Provided text:
════
Discs are a common sense option on a bike like Sabbath's September, an audax machine that's just at home on the commute, sportive or light touring. So fitting discs is what the bike-building Macc lads have done.
The September is a smart looking bit of kit with plenty of presence. Whether that's from the anodised red Hope hubs or the black Shimano 105 groupset I'm not sure but it looks more aggressive than the caliper version.
There are three builds pencilled in for release with the top £2799 option being very similar to what we've got here: 105, Hy/Rd brakes but with a Kinesis DC37 fork instead of the Whisky Parts Co version on ours. You'll also get mudguards chucked in. The test bike weighs in at 20.5lb (9.34kg) for a size 55.
The other two builds will use TRP Spyre brakes instead of the Hy/Rd's and Mavic Open Sport/Shimano XT wheels with a Tiagra option (£2299) or Shimano 105 (£2499).
The 3Al/2.5V titanium frame has been beefed up a little over the caliper braked version we tested last year to withstand the added stresses from the discs under heavy braking. At the back end the rear dropouts have been thickened and offer more of an overlap with the chainstay for strength.
The chainstay length has also increased from 425mm to 430mm to allow bigger tyres alongside mudguards. The September will now take 35mm tyres with guards and without guards you can stick a decent set of cyclo-cross tyres on there.
You also get a replaceable gear hanger to which is always a good idea on a frame that is likely to get dropped on icy or wet roads. The build quality is top notch with neat, small welds and all the mounts (guard, rack, bottle bosses, cable guides) are welded rather than riveted on.
The top tube has increased in diameter by near as damn it 3mm to 34.9mm which isn't far off the 40mm diameter of the downtube. Both have been ovalised at their ends to increase lateral stiffness.
Can you feel any difference from these tweaks? Oh yes. The September has become tighter, more responsive and greater fun to ride while still managing to keep its stable and secure handling thanks to that long wheelbase and semi relaxed geometry.
Titanium frames always have this underlying smoothness to them and although the September Disc is stiff it retains that. It certainly doesn't feel like a 20lb bike once you're rolling either, maintaining speed is easy and the Sabbath is happy to attack the hills and sprint from roundabouts or lights.
Like all disc equipped road bikes at the moment the wheels are heavier as they need to be more robust and that's exactly the same here. Acceleration is blunted, especially from a standing start and you notice it most if you're riding in company.
Descending is tight and the Sabbath feels absolutely planted as you pick up speed and start to bank it over through the corners. It's not as sharp as full race bike but then it's not expected to be; what it is, is one of the best handling audax frames out there.
Don't think the September Disc is all about speed, though. If you just kick back a bit it's a well-mannered cruiser. Even with the stiff Pro alloy components the smooth ride from the frame means you can ride for hours in comfort as it filters the majority of the road buzz out before it gets to your fingers.
════
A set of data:
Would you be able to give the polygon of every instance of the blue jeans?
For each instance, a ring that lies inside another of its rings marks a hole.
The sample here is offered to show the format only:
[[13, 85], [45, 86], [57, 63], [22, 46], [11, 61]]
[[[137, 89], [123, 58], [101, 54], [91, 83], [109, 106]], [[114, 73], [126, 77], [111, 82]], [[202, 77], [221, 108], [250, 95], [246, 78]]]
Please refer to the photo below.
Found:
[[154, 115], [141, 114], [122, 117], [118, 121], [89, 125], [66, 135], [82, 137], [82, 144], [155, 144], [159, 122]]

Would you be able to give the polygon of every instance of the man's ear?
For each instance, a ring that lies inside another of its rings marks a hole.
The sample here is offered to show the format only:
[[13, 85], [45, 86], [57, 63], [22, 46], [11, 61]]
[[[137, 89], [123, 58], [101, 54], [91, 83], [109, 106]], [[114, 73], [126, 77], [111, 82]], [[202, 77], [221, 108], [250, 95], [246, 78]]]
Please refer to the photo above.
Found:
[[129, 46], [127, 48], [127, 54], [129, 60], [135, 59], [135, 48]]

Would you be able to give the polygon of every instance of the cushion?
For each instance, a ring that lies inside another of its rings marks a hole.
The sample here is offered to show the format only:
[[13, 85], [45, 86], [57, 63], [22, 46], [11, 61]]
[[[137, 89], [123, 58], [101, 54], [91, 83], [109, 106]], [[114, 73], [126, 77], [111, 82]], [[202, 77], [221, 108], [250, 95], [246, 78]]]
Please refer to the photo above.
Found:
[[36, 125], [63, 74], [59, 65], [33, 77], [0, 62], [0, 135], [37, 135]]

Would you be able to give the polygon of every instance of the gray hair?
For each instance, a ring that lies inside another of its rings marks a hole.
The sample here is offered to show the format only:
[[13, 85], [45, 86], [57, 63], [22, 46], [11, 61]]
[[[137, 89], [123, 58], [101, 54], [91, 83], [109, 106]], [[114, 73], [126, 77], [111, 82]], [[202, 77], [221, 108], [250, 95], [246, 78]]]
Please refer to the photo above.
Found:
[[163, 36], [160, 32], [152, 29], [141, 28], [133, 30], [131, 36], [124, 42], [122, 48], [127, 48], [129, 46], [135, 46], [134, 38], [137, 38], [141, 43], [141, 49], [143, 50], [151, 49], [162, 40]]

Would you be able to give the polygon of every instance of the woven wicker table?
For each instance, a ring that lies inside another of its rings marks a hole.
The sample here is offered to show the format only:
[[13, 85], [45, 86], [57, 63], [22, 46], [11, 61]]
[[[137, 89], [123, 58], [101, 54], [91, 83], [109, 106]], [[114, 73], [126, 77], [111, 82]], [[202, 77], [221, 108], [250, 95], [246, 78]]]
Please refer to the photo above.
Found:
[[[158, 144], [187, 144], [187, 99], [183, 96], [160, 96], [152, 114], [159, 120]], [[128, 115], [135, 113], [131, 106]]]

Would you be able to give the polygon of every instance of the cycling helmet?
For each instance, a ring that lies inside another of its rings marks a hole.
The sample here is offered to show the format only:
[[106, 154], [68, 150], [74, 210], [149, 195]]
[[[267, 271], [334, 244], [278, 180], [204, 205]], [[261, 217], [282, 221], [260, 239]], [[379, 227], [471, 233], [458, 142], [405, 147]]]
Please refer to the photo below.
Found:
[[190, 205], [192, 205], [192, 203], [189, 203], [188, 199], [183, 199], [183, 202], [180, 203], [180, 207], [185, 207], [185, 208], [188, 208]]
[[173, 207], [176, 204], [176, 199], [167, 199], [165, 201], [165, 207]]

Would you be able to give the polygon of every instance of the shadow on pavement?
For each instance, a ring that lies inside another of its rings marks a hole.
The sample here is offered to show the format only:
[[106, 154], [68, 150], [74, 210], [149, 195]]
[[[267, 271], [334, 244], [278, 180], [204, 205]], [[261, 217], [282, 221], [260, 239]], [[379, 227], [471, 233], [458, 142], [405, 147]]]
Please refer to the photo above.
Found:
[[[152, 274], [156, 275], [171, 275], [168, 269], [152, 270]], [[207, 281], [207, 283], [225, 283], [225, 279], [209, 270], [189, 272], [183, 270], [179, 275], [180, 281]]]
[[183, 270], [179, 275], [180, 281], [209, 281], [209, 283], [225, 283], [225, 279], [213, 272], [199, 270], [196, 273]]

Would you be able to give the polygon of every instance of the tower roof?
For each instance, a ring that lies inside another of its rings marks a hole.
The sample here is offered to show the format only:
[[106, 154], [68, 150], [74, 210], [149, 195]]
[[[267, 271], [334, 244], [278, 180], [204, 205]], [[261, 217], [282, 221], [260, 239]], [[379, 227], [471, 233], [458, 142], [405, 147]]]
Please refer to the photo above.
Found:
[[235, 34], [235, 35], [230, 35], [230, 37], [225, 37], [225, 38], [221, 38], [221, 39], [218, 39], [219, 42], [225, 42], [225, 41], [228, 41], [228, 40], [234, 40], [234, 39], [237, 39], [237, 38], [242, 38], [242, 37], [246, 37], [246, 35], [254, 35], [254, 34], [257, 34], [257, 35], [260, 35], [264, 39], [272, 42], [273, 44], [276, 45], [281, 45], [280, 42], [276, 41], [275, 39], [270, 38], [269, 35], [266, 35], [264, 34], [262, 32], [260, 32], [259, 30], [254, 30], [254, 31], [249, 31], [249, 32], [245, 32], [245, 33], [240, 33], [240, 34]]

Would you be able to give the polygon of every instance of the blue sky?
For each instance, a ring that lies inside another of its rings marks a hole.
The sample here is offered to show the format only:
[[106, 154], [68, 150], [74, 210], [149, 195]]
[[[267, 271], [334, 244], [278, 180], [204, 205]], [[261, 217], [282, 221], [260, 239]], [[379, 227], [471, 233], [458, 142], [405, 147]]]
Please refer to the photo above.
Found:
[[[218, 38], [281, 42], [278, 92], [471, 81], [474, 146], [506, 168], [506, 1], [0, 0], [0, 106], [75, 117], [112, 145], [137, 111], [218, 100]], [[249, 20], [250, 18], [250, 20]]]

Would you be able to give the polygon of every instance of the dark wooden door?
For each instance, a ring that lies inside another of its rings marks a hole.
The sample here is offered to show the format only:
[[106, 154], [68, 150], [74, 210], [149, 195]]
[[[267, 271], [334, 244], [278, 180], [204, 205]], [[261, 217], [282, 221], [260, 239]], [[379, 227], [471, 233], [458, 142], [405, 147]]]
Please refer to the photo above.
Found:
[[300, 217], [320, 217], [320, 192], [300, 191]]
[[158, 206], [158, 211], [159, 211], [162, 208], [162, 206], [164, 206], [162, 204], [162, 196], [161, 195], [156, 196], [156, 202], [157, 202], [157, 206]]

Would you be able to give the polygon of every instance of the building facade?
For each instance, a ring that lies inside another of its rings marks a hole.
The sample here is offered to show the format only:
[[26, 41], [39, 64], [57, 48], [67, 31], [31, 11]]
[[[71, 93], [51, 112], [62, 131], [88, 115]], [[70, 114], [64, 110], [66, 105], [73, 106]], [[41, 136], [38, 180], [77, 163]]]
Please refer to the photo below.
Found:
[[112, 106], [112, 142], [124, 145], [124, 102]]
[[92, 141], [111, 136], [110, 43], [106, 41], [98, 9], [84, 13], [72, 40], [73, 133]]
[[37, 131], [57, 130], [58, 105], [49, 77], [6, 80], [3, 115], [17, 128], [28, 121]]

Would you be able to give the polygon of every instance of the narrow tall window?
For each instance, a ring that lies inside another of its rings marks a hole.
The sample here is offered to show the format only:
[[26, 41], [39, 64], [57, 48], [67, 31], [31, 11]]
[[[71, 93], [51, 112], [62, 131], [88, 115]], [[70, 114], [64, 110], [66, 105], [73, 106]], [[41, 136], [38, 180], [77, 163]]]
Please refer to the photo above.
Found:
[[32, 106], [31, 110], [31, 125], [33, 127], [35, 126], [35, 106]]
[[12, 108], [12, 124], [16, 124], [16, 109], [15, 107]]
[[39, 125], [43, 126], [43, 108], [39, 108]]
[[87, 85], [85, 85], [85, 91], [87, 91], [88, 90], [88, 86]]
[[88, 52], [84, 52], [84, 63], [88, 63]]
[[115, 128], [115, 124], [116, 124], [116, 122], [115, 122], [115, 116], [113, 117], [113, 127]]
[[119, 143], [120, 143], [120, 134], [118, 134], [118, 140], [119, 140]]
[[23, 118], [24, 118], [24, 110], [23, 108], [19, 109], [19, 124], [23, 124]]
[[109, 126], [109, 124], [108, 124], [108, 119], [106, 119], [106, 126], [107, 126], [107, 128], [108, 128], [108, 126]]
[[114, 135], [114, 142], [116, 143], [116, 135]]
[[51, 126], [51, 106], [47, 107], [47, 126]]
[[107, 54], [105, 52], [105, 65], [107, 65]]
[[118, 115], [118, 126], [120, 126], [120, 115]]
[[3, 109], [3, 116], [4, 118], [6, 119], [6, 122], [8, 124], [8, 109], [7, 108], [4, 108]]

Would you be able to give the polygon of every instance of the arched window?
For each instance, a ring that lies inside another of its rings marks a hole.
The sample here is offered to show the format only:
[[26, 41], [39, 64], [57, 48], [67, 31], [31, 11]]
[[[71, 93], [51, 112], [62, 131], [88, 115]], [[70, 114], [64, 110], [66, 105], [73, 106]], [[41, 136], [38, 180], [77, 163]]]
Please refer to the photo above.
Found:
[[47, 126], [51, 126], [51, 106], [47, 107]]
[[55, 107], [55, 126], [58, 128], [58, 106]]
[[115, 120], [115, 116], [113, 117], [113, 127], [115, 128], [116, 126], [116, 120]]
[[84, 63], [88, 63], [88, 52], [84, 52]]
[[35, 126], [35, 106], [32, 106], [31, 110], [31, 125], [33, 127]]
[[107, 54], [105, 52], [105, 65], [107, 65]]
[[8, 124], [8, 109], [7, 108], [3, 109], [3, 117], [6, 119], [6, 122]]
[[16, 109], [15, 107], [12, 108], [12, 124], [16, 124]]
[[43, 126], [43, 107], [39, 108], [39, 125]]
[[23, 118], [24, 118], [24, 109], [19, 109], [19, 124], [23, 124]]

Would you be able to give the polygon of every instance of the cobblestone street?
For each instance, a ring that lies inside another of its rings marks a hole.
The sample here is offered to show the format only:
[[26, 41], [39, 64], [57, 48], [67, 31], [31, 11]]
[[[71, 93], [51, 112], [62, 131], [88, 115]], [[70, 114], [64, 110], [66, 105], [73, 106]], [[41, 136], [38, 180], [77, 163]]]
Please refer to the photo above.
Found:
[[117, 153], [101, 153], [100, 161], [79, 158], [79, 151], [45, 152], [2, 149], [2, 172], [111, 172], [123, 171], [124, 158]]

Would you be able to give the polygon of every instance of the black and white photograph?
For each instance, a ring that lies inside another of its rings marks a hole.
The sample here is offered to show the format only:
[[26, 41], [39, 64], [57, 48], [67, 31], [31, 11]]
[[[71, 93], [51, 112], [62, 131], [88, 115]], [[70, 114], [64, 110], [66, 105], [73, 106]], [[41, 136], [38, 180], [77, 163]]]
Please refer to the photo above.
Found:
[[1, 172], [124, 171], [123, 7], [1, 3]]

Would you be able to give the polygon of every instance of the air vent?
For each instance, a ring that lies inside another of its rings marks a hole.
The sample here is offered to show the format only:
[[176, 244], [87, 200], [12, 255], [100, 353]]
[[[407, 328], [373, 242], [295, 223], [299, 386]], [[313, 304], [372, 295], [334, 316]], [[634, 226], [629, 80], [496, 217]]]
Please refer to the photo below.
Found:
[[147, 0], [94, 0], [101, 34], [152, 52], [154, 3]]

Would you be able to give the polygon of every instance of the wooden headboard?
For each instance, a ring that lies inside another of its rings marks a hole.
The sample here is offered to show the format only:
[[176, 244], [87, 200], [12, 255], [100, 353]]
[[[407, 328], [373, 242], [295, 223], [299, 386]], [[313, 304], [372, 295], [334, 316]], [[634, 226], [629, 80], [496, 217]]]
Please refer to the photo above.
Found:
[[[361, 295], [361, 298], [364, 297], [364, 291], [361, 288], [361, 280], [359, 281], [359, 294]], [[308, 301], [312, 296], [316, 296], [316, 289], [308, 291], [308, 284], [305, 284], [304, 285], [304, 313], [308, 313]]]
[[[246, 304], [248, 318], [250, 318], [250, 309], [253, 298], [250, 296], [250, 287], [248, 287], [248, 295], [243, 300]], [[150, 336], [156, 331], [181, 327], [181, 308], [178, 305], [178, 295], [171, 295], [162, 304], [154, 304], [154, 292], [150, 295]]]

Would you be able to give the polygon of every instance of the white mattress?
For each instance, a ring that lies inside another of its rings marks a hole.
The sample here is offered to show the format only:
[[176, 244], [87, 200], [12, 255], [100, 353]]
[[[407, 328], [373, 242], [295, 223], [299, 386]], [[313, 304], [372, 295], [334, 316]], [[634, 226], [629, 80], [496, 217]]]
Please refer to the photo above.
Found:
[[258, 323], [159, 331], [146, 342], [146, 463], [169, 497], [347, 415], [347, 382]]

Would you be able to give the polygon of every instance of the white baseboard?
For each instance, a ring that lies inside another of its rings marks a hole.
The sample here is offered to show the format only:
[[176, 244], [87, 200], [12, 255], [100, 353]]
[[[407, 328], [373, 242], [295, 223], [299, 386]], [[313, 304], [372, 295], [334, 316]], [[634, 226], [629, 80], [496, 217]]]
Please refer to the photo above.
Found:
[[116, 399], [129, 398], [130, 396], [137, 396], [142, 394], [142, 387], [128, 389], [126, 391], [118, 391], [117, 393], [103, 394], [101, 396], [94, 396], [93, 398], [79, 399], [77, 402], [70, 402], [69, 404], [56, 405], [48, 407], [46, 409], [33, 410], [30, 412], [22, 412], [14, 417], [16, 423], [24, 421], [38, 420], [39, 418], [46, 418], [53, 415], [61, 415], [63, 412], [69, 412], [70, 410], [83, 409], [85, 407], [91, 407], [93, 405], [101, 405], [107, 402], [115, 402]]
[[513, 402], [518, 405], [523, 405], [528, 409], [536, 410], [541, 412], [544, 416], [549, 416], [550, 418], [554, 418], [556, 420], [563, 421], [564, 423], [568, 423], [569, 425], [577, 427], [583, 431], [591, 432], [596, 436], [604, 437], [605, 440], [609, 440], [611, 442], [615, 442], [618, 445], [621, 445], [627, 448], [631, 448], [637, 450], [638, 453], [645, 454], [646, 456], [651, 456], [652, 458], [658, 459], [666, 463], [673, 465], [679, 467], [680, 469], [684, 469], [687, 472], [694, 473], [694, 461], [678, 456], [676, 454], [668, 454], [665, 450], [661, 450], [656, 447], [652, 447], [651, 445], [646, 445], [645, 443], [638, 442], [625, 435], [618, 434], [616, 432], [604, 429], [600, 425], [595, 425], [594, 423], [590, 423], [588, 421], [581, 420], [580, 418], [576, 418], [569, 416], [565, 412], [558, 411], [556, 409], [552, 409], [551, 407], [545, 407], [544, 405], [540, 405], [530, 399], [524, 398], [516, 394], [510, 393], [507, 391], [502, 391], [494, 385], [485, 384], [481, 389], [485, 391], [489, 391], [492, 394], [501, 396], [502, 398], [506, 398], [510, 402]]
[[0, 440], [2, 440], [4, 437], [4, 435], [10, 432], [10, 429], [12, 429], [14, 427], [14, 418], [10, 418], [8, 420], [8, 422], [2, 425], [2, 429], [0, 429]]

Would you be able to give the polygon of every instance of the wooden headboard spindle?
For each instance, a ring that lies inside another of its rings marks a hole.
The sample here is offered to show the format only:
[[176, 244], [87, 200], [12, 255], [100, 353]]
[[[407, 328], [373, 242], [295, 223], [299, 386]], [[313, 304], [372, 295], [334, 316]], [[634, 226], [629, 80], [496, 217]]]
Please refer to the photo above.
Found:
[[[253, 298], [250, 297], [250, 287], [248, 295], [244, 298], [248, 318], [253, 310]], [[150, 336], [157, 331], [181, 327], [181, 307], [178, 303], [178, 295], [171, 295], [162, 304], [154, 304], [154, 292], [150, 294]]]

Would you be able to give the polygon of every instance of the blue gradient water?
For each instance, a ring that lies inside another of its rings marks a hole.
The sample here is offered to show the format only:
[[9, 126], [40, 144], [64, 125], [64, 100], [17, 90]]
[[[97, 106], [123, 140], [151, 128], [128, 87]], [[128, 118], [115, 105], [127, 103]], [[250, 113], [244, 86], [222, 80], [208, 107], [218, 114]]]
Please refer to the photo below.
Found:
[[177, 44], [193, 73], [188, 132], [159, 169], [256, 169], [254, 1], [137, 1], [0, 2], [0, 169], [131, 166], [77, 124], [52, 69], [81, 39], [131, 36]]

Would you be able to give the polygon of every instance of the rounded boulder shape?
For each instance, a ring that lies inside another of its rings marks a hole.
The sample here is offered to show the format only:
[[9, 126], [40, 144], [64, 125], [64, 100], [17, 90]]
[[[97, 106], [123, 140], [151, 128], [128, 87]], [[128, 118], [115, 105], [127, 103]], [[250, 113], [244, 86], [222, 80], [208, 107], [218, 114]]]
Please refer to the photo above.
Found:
════
Exercise tasks:
(1) According to the review of the Sabbath September Disc, how did the chainstay length change from the caliper-braked version?
(2) Pick up the Sabbath September Disc review immediately after its final sentence and continue writing it.

Answers:
(1) It increased from 425mm to 430mm.

(2)
The rest of the chosen components suit the feel of the Sabbath especially the Stan's NoTubes wheels as the 32-spoke three-cross laced set up offers the same feeling of stiffness with a little bit of give. The Alpha 400 rims are, as you can probably guess from the name, tubeless although ours were running with tubes and non-folding beaded Conti Gatorskins. The wheels performed well taking plenty of abuse both from the surface and the weather. The Hope Pro2 Evo hubs were buttery smooth and you never tire of the clicking freehub as you freewheel.
Shimano 105 is a good workmanlike groupset with a solid gear change and predictable manners matching the September's no-nonsense approach to weather and terrain. Every shift across the cassette and compact chainset was precise. The wear rate of 105 is perfectly acceptable should you use the Sabbath for year round commuting and fact that you can pick up an entire groupset for three hundred quid online means its not expensive to replace either.
Leaving the best to last though and the thing that makes this bike what it is, those brakes. Hydraulic braking is a revelation on a bike like the September and makes a great bike even better. Admittedly the TRP Hy/Rd calipers aren't fully hydraulic, being cable operated at the lever which actuates a fluid reservoir at the point of bite.
The 160mm rotors certainly seem man enough for whatever you chuck at them and Sabbath have run the cable along the bottom of the downtube and along to meet the chainstay mounted caliper. This keeps a nice smooth run keeping braking power consistent thanks to a lack of any sharp bends.
In the wet discs will always outperform rim brakes, it's a fact, but in the dry it comes down to modulation and a hydraulic system is always going to perform better than a cable one. The Hy/Rd's allow you to brake later and harder, without the risk of locking up regardless of the weather or road conditions.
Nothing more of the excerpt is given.